== GIVEN EXERCISE A ==
Using the Sgambati forum thread, answer each question briefly:
(i) In what year did Sgambati conduct the Italian premiere of Beethoven's Eroica?
(ii) Which magazine, and which issue of it, included Sgambati's Second Symphony?
(iii) Whose symphonies does one poster put in a similar class to Sgambati's First?
== GIVEN EXERCISE B ==
Reproduce word for word the part of the Sgambati forum thread starting with "May that have" and going on through "(Aug 1, 2015)".

== SOURCE PASSAGE ==
━━━━━━━━━━━━━━━━━━━━━━━━━━━━━━

# Giovanni Sgambati



## QuietGuy (Mar 1, 2014)

Check out this composer's Symphony #1





I'd never heard of this composer before. What nice find!
https://en.wikipedia.org/wiki/Giovanni_Sgambati


----------



## KenOC (Mar 7, 2011)

QuietGuy said:


> Check out this composer's Symphony #1
> 
> 
> 
> ...


I have Sgambati's 1st Symphony also, and was surprised how good it was. He was also a well known conductor. A curiosity from the CD booklet: Sgambati conducted the Italian premiere of Beethoven's Eroica...in 1867! 60+ years after it was written. Hard to believe.


----------



## iljajj (Jul 5, 2015)

KenOC said:


> I have Sgambati's 1st Symphony also, and was surprised how good it was. He was also a well known conductor. A curiosity from the CD booklet: Sgambati conducted the Italian premiere of Beethoven's Eroica...in 1867! 60+ years after it was written. Hard to believe.


May that have something to do with the fact that Italy didn't exist before 1859 (or 1866, or 1918, depending which part you're referring to)?

Returning to Sgambati's First: a fine work. The _Second Symphony_ has been recorded too and was included in the March 2015 issue of the Italian magazine _Amadeus_. It is being discussed here: http://www.unsungcomposers.com/forum/index.php?topic=5531.0


----------



## downhillputz (Aug 1, 2015)

Until reading this post, I'd never heard of Sgambati. With genuine sincerity, thank you! Sgambati's First Symphony is shockingly good - it is amazing to me how a composition of this obvious quality has escaped attention. I would put Kalivoda's 5th & 6th symphonies in a similar classification. It's unfathomable to me!


----------

━━━━━━━━━━━━━━━━━━━━━━━━━━━━━━

== GIVEN DATA ==
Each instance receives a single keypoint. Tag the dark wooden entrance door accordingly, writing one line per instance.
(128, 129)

━━━━━━━━━━━━━━━━━━━━━━━━━━━━━━

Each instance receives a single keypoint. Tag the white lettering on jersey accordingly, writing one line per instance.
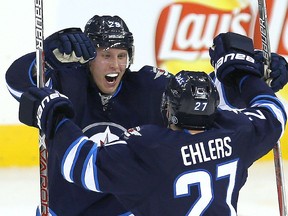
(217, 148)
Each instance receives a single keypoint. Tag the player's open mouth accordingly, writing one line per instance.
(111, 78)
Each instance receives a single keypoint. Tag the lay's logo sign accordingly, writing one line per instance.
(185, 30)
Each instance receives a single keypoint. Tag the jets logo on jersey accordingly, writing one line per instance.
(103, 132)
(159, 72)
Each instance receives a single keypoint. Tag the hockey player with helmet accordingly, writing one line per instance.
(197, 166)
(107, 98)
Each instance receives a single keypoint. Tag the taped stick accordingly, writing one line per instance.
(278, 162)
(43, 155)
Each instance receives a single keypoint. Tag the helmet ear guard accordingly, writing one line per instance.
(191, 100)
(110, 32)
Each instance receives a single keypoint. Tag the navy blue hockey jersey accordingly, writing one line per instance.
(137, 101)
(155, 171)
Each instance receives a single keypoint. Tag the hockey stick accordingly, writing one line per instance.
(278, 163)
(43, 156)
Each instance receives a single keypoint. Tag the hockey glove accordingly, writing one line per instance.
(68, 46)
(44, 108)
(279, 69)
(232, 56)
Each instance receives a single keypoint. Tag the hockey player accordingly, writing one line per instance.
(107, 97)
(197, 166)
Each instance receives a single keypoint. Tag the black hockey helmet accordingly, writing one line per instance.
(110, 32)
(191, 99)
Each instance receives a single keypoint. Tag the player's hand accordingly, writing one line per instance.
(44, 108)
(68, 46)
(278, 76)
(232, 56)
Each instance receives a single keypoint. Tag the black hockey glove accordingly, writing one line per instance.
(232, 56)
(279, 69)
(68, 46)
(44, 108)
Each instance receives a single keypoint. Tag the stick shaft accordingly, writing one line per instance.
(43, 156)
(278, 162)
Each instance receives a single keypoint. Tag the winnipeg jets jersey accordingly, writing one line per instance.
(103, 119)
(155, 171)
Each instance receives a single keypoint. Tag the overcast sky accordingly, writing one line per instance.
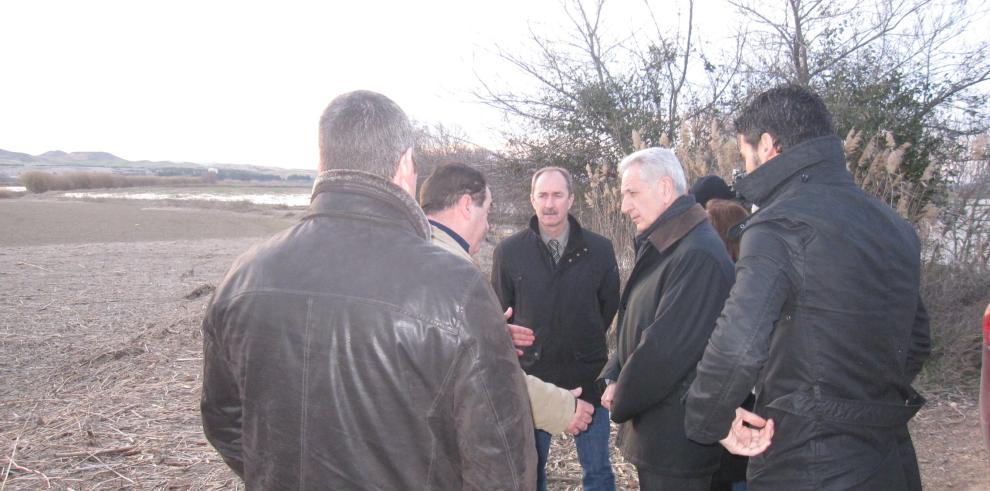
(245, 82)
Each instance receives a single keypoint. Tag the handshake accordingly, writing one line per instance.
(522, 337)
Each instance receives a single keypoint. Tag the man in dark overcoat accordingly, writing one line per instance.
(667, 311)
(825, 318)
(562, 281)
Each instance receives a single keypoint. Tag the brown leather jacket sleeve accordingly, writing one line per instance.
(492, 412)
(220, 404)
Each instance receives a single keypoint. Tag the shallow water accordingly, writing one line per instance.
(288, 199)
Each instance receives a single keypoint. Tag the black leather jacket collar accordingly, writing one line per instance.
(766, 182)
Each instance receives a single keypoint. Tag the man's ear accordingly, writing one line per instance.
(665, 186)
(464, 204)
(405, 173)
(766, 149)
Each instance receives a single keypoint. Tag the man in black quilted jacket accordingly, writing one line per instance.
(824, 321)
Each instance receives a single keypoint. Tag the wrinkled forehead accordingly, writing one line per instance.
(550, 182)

━━━━━━━━━━━━━━━━━━━━━━━━━━━━━━

== COMPLETE ANSWER A ==
(i) 1867
(ii) The Italian magazine Amadeus, March 2015 issue
(iii) Kalivoda's 5th and 6th symphonies

== COMPLETE ANSWER B ==
May that have something to do with the fact that Italy didn't exist before 1859 (or 1866, or 1918, depending which part you're referring to)?

Returning to Sgambati's First: a fine work. The _Second Symphony_ has been recorded too and was included in the March 2015 issue of the Italian magazine _Amadeus_. It is being discussed here: http://www.unsungcomposers.com/forum/index.php?topic=5531.0


----------



## downhillputz (Aug 1, 2015)